───── Exercise input ─────
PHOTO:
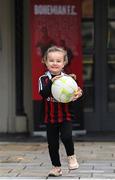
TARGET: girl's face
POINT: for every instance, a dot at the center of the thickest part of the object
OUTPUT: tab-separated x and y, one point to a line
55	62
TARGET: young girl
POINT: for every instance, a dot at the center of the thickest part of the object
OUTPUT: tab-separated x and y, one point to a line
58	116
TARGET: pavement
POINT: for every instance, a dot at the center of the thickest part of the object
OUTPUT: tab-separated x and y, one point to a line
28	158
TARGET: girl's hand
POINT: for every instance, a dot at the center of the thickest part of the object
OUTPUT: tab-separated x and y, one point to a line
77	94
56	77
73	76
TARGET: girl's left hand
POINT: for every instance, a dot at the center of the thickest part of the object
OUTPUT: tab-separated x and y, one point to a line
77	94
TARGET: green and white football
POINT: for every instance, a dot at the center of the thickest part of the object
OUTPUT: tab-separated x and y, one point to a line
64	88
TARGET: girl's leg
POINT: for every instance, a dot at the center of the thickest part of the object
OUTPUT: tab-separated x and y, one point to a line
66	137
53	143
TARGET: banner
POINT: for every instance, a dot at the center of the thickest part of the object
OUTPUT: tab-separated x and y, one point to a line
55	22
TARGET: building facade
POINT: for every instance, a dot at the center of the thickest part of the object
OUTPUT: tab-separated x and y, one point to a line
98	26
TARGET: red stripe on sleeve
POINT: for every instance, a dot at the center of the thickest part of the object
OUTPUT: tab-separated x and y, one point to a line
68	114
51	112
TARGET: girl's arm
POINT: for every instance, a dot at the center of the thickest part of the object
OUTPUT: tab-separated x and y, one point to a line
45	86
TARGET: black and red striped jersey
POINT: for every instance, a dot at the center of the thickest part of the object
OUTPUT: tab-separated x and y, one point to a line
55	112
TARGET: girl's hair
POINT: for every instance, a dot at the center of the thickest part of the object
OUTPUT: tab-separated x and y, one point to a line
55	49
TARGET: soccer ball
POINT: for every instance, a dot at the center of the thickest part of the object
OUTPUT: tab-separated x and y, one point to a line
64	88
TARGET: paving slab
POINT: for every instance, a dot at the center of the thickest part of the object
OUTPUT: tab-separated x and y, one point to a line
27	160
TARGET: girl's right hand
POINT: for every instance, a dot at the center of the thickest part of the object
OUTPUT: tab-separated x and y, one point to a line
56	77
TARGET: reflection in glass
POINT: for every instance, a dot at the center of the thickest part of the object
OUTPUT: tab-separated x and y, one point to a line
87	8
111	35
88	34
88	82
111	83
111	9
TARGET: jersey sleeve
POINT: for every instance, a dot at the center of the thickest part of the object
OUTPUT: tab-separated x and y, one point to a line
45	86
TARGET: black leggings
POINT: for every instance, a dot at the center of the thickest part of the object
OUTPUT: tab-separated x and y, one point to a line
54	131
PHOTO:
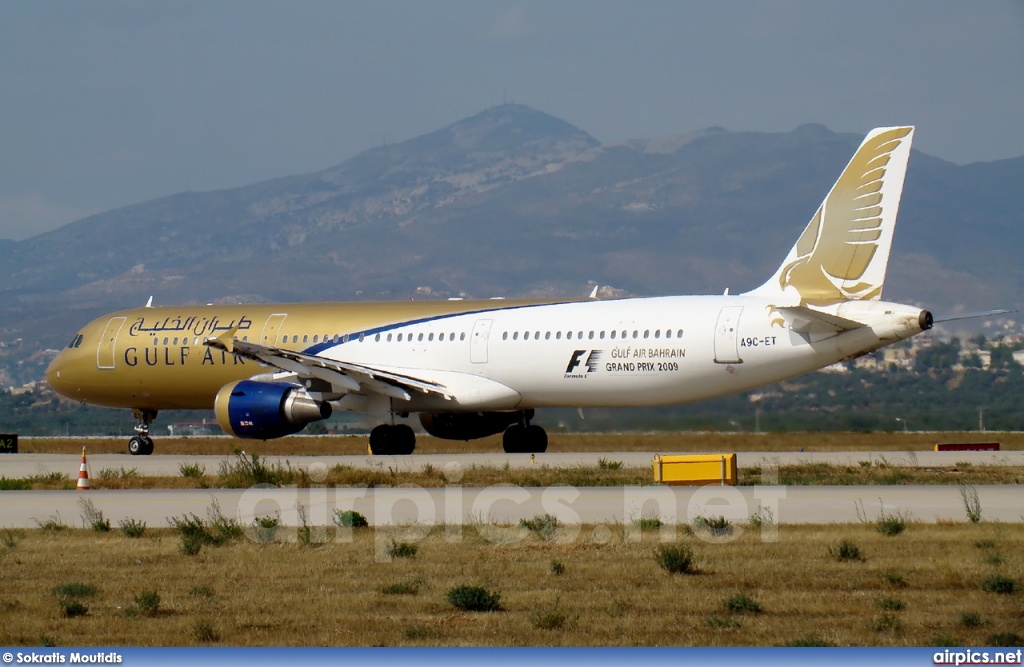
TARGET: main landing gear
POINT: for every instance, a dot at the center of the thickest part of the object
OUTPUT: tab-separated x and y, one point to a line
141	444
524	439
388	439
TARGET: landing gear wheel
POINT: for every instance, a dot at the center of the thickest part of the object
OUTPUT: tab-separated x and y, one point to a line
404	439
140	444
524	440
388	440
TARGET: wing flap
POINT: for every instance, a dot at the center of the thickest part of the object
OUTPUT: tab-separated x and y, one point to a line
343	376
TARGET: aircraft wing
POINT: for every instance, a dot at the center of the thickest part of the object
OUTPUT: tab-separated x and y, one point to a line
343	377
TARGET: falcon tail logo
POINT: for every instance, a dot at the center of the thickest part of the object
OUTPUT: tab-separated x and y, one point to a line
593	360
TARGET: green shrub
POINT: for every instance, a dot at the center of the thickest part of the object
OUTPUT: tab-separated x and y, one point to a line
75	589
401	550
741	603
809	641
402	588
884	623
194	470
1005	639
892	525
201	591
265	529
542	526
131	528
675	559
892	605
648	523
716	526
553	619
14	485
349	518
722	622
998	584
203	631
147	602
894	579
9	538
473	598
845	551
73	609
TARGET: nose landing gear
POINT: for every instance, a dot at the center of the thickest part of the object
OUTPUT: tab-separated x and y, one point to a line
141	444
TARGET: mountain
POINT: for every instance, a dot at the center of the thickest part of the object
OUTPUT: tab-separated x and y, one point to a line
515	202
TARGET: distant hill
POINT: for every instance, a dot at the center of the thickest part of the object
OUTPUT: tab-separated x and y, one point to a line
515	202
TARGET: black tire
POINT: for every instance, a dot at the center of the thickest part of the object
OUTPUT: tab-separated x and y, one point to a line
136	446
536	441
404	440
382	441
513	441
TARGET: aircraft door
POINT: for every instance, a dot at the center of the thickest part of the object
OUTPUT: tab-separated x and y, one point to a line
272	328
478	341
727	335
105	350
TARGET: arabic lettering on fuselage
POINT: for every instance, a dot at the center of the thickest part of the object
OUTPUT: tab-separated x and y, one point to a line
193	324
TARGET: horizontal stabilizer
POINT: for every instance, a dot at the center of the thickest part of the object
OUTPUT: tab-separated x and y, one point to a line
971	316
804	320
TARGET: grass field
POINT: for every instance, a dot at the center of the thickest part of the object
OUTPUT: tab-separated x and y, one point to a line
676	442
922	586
─────
• **Exercise brief**:
Nothing in the entries above should change when they are printed again, except that the pictures are dropped.

• **Worked answer**:
PHOTO:
TARGET: girl's face
POINT: for every instance, a dot at the center of the thickest part of the object
OUTPUT: tab-separated x and y, one point to a line
55	62
TARGET: young girl
POINT: for every instance, a dot at the center of the thickest part of the object
OUTPUT: tab-separated x and y, one point to a line
58	116
TARGET: pavement
POINT: for every instance, a dot at the center of the thickest part of the object
OUTPUT: tab-separated x and y, one point to a line
28	158
TARGET: girl's hand
POINT: for every instance, a dot at the center of the thickest part of the object
OUTPUT: tab-separated x and y, one point to a line
77	94
56	77
73	76
TARGET: girl's left hand
POINT: for every instance, a dot at the center of the thickest part of the object
OUTPUT: tab-separated x and y, one point to a line
77	94
TARGET: green and white football
POINT: for every instance, a dot at the center of the thickest part of the object
OUTPUT: tab-separated x and y, one point to a line
64	88
TARGET: girl's leg
POINT: for every instance, a dot at the center of the thickest part of the object
OUTPUT: tab-separated x and y, one point to a line
66	137
53	143
TARGET: banner
POINT: for every instance, a dot at the center of the thickest part of the object
OUTPUT: tab-separated x and y, one point to a line
55	22
TARGET: building facade
POINT: for every instance, a dot at the center of the thickest part of the object
OUTPUT: tab-separated x and y, one point to a line
98	26
TARGET: red stripe on sleeve
POINT: for every instance, a dot at the center of the thickest part of the object
OUTPUT: tab-separated x and y, one point to a line
68	114
51	112
TARGET: girl's arm
POINT: for every instance, a dot at the center of the thickest part of the object
OUTPUT: tab-separated x and y, one point to a line
45	86
TARGET: black and red striped jersey
POINT: for every instance, a dot at the center of the thickest part of the object
OUTPUT: tab-separated x and y, one point to a line
55	112
TARGET: girl's hair
POINT: for every instance, a dot at the center of the thickest part of the object
OUTPUT: tab-separated x and y, one point to a line
55	49
TARGET: soccer ball
POINT: for every instance, a dot at the center of the thickest part of the object
OUTPUT: tab-separated x and y, one point to a line
64	88
TARGET: paving slab
POINT: for every instance, a dot at the center of the thickest part of the object
OUTPUT: tab-separated x and y, one point to a line
27	160
TARGET: girl's right hand
POINT: for every instance, a dot at the center of the thickest part of the object
OUTPUT: tab-separated x and y, one point to a line
56	77
TARGET: reflection in glass
POINT: for every instance, a dot at the center of the thickest part of the object
OUTPUT: tab-separated x and y, one point to a line
87	8
111	35
88	34
88	82
111	83
111	9
TARGET: jersey sleeve
POINT: for every instance, a dot at the center of the thickest part of the object
OUTPUT: tab-separated x and y, one point to a line
45	86
TARGET: black leggings
POINT: for every instance, a dot at the center of the thickest part of the object
OUTPUT: tab-separated x and y, one point to a line
54	131
PHOTO:
TARGET: main landing gear
POINT: for every instance, a dot at the center of the thickest part of the object
OUTPUT: tab-separated x and y, one point to a line
141	444
524	439
388	439
TARGET: landing gear wheel
POINT: for every instance, a dot at the center of the thickest part of the object
OUTPUT: tab-separated x and y, one point to a line
404	439
140	444
524	440
388	440
TARGET: wing flap
POINT: for every instance, a dot at the center of the thickest part of the object
OUTPUT: tab-separated x and y, one point to a line
343	376
TARGET: aircraft wing
POINT: for every instance, a dot at the center of the thickest part of the object
OUTPUT: tab-separated x and y, one point to a line
343	377
TARGET: falcon tail logo
POINT: for every instance, a dot at the center of the thickest part of the object
OUTPUT: tab-separated x and y, one point to a line
593	360
TARGET: green shrub
POINT: for every instance, a dot at the center of the thickest part of the object
OUTPUT: tab-separated x and y, one point to a line
75	589
401	550
741	603
809	641
402	588
884	623
194	470
1005	639
892	525
201	591
265	529
542	526
131	528
675	559
892	605
648	523
716	526
553	619
14	485
349	518
722	622
998	584
203	631
147	602
894	579
9	538
473	598
845	551
73	609
TARGET: nose landing gear
POINT: for every instance, a dot at the center of the thickest part of the object
OUTPUT: tab-separated x and y, one point to a line
141	444
TARGET: mountain
POINT: for every instance, a dot at the center of the thickest part of the object
OUTPUT: tab-separated x and y, one point to a line
515	202
TARGET: distant hill
POINT: for every instance, a dot at the center of the thickest part of the object
OUTPUT: tab-separated x and y, one point to a line
515	202
TARGET: black tire
POINT: for every instance, a dot at the center of the thickest part of the object
OUTPUT: tab-separated x and y, one point to a line
136	446
536	441
404	440
382	441
513	441
TARGET: aircraft door
POINT: for every instance, a dot at the center of the thickest part of the object
OUTPUT: tab-separated x and y, one point to a line
272	328
478	341
727	335
105	350
TARGET: arabic lettering on fuselage
POINT: for every instance, a dot at the center of the thickest part of the object
OUTPUT: tab-separated x and y, one point to a line
193	324
TARGET: horizontal stabilizer
POINT: for every instance, a dot at the center of the thickest part of the object
OUTPUT: tab-separated x and y, one point to a line
971	316
804	320
TARGET: grass field
POINT: for every instance, a dot at the center of the thickest part of the object
OUTPUT: tab-separated x and y, one point to a line
676	442
922	586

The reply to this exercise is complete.